SELECTED EXTRACT
■ ■ ■ ■ ■

Exhibition Dates: 17 February–18 March, 2023
Wed–Sat, 11am–6pm and by appointment
Artists, as most people, have long been acutely attuned to money and the price of things in their personal lives. Artists also experience this issue in their dealings with galleries, auction houses, and collectors, often attempting to disengage their practice and work itself from its price and “the market”—no small feat when that is the current metric of success often perceived by others. The commodification of everything plays a major role in daily life. The irony does not escape us that art depicting the price of things is also for sale. The artists included in this exhibition take on this issue from the personal to the societal, from micro to macro. They use found price signs, create intimate drawings of such signs and proposals for “new money,” and chart a macro overview examining the development and state of our advanced consumer culture. Ultimately, the price of things often does not reflect the real cost of things.
Pierogi is pleased to present this exhibition which will run from 17 February through 20 March 2023 with an opening reception Friday, 24 February from 6 to 9pm.
Sermin Kardestuncer created “Caruso’s Stand” in 1994. Beginning in 1982 Kardestuncer frequented Caruso’s, a small fruit and vegetable market on Mott Street near her apartment in lower Manhattan. She got to know Joe Di Palo and others who worked there. By the late 1980s / early 90s the Caruso brothers lost their lease and their stand closed. “Kardestuncer’s sympathy for something lost forever is played out through the long length of time it takes to sew thread into remnants of Caruso’s fruit stand’s wooden price signs. The part of the sign she sews into…is not the top half that displays the old prices, but the lower half, the part that inserts into the fruit and vegetables, the part that connects us with the food chain, with traditions and tragedy and so (sew) on…” (Helen Varola)
Dawn Clements was also drawn to the hand written price signs displayed in the sidewalk markets of her Greenpoint Brooklyn neighborhood. She often included them in her diaristic works on paper, peppering her panoramic dioramas and still lifes with drawings of 99¢ and 79¢ signs she’d accumulated. These are low prices for cost conscious shoppers of everyday necessities like food. In several of these still life drawings the same “99¢ only” sign is delicately drawn in ball point pen, matter of factly placed next to a daily to do list, used hospital wristbands, and re-drawn train travel receipts.

■ ■ ■ ■ ■

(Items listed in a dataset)
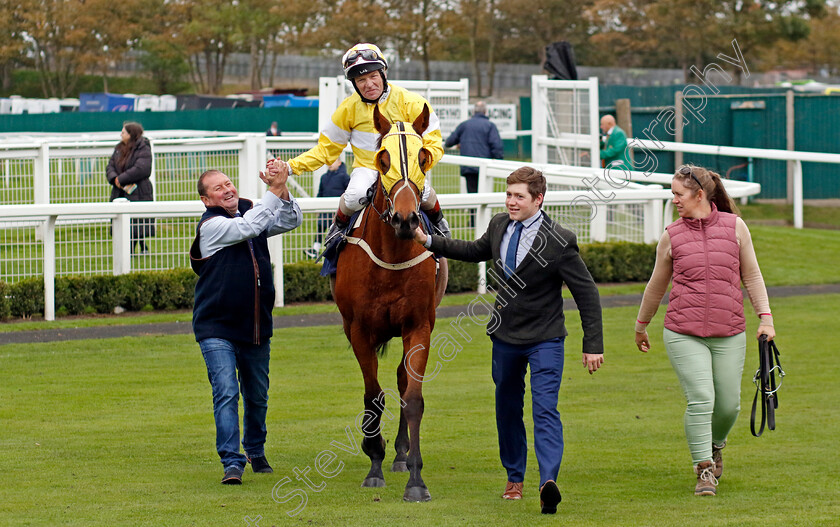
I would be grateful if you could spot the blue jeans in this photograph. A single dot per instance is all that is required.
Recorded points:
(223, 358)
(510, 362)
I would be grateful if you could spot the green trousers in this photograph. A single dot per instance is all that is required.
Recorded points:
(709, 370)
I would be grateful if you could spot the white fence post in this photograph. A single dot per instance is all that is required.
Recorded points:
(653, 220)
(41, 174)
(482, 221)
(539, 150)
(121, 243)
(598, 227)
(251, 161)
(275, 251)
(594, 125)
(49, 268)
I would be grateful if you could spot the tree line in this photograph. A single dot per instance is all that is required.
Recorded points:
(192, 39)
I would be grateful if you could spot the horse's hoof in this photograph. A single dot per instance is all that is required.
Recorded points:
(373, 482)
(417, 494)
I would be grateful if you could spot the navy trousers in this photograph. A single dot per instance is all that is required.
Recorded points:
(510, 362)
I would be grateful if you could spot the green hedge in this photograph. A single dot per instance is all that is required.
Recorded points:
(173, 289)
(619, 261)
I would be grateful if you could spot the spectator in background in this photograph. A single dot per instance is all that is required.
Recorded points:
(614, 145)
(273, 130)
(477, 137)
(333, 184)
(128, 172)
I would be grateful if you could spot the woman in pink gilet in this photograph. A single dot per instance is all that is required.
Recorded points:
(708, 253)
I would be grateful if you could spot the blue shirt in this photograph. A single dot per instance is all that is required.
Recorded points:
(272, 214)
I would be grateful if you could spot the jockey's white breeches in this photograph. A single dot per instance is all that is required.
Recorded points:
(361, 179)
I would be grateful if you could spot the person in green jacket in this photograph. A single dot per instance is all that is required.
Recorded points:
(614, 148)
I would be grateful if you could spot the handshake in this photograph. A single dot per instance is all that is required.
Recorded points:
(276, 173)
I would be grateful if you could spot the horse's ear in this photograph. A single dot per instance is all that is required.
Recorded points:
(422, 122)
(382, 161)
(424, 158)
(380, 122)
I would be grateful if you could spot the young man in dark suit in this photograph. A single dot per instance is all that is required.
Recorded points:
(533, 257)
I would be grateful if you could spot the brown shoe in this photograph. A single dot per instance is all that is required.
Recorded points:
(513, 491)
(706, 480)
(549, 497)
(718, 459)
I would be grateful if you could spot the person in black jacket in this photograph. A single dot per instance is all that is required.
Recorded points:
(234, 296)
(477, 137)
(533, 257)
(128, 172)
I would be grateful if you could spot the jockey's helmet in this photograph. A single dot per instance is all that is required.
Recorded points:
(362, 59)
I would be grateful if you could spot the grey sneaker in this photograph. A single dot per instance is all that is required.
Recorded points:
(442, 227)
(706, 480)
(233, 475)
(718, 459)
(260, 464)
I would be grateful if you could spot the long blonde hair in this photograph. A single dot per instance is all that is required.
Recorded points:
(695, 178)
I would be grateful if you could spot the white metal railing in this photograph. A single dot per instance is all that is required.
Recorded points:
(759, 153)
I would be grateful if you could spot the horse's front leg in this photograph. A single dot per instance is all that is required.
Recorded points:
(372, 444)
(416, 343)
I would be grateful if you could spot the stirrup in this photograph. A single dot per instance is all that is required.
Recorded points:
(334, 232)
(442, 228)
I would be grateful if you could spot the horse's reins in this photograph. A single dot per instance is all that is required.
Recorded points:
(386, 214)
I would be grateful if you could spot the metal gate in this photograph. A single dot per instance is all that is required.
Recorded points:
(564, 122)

■ ■ ■ ■ ■

EXERCISE 1
Update the exhibition text by giving everything from "Pierogi is pleased" down to "from 6 to 9pm.", with "opening reception" changed to "launch reception".
EXERCISE 2
Write what comes next in the exhibition text, starting after its last sentence.
The material has no connection to the exhibition text.

ANSWER AREA 1
Pierogi is pleased to present this exhibition which will run from 17 February through 20 March 2023 with an launch reception Friday, 24 February from 6 to 9pm.

ANSWER AREA 2
“As for the artist’s encyclopedic drawings of her immediate surroundings, they trade on the traditional fictions of still life in the way that disjunctive local spaces and times are fused under a continuous skin of illusion.” (David Brody)
Jonathan Herder’s bank note drawings represent the artist’s attempt to issue a series of what he calls “New Money.” These bills offer a range of apprehensions: from consumerist advocacy to capitalistic inevitability. A boundary between the marketplace and the individual can prove elusive, as these sometimes ethically conflicted bank notes attest. “Big Bill” offers notes-to-self and advice on “how to save / lower expenses,” how to “know your money,” and a coupon to save 50¢.
Jane Fine’s paintings are rooted in the language of abstraction, complicated and contaminated by a buffet of signs and symbols: flowers, rainbows, tape, patches, flags. “During the last … years, it seemed that every bit of news was a reminder that we had to resist distraction and follow the money. With that, the dollar sign crept up in painting after painting.” Her slyly suggestive titles, such as “Foreign Influences,” “Trickle Down,” and “Price Line,” for paintings populated with dollar signs suggest that money and the price of things similarly appear in our lives with all the anxiety or comfort they may bring.
Ward Shelley’s “Work, Spend, Forget (Dissected Frog Polemic)”—originally commissioned by the Tang Museum for their exhibition titled “Classless Society”—diagrams the 20th Century shift from production-oriented capitalism to consumption-oriented capitalism, including the first consumer boom, to the commodification of nearly everything, even identities. Shelley dissects relationships between social, societal, and historical movements to examine the development and current state of our advanced consumer culture. In this work he riffs on the imagery of a frog dissection, depicting twisting organic shapes documenting this history.